--- Excerpted passage ---
______________________________

Unfortunately our jails are designed to hold criminals, not treat victims, yet the detention center population is overwhelming made up of victims who have had little access to mental health services and trauma informed care. While the number of women involved in the criminal justice system continues to grow, the services that would reduce the recidivism rate are declining. Yolo County funding for individual counseling and discharge planning sessions offered by Empower Yolo at the Detention Center was eliminated in 2013. Although our services were greatly reduced, Empower Yolo remains committed to providing services. Empower Yolo provides two weekly domestic violence support groups, two sexual assault support groups, individual peer counseling and discharge planning. Empower Yolo provides advocacy and support which can include coordinating with the Public Defender's Office, District Attorney's Office, Victim Services, Alta Regional, and Health and Human Services, as well as court accompaniment and transportation.
- In 2016, Empower Yolo provided 124 support groups at the Yolo County detention center to 99 victims of domestic violence or sexual assault.
- We also provided counseling sessions to 23 individuals (two youth) for 60 sessions.
"Promotoras for Active Living" (PAL) project, which trains lay community members to deliver health education, family support to family, friends and other community members and to connect them to available health and social services in Yolo County. 'Promotoras' are recruited from existing Women's Support Groups. They are lay persons - the majority of whom are low-income, Latino and Spanish-speaking - that receive training on relevant health issues for the Latino community and learn how to access health and social services in the local region. The "promotoras" through community outreach are able to bridge the gap between hard-to-reach Latino residents and service providers. Meanwhile, they gain tangible skills in health education, resource and referral, insurance enrollment, and public speaking, thereby enhancing their employability.
- Empower Yolo's Promotoras for Active Living serves the Davis, Woodland, Knights Landing, Dunnigan, and West Sacramento areas.
- They are bilingual individuals who educate Yolo County's population of low-income families.
- While the project serves anyone requesting services, 95% of our clients are low to very low-income, and 70% have limited English proficiency.

______________________________

--- Aim of the exercise ---
Return the passage on Empower Yolo's services word for word, from "- They are bilingual" up to and including "limited English proficiency.". The material after this point comes from a different source.

--- Extracted data entries ---
______________________________

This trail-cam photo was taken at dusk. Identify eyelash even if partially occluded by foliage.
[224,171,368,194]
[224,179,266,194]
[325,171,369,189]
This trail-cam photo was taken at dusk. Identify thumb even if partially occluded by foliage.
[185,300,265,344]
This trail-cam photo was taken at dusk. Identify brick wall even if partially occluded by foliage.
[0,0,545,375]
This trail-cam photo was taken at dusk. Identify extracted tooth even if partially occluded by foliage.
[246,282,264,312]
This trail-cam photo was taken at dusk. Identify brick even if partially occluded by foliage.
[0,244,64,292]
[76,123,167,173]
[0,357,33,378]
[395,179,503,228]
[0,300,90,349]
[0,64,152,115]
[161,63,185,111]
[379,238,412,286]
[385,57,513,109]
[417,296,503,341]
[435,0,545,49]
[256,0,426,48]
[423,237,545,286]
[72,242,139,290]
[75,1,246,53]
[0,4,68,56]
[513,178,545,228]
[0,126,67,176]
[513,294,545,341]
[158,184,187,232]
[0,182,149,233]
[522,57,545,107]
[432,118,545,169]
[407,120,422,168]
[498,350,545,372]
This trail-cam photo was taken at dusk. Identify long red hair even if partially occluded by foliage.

______________________________

--- Result of this exercise ---
- They are bilingual individuals who educate Yolo County's population of low-income families.
- While the project serves anyone requesting services, 95% of our clients are low to very low-income, and 70% have limited English proficiency.